+++ SOURCE RECORDS

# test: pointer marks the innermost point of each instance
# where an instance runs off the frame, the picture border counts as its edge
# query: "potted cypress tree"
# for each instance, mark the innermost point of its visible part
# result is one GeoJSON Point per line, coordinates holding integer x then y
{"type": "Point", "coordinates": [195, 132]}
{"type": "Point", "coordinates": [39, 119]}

++++++

WHAT YOU SHOULD DO — Across the whole listing, every line must be copied exactly.

SOLUTION FOR THIS TASK —
# test: pointer marks the innermost point of each instance
# where an instance runs off the frame, the picture border counts as its edge
# query: "potted cypress tree"
# for each instance, mark the innermost point of its visible part
# result is one GeoJSON Point per line, coordinates holding integer x then y
{"type": "Point", "coordinates": [195, 132]}
{"type": "Point", "coordinates": [39, 119]}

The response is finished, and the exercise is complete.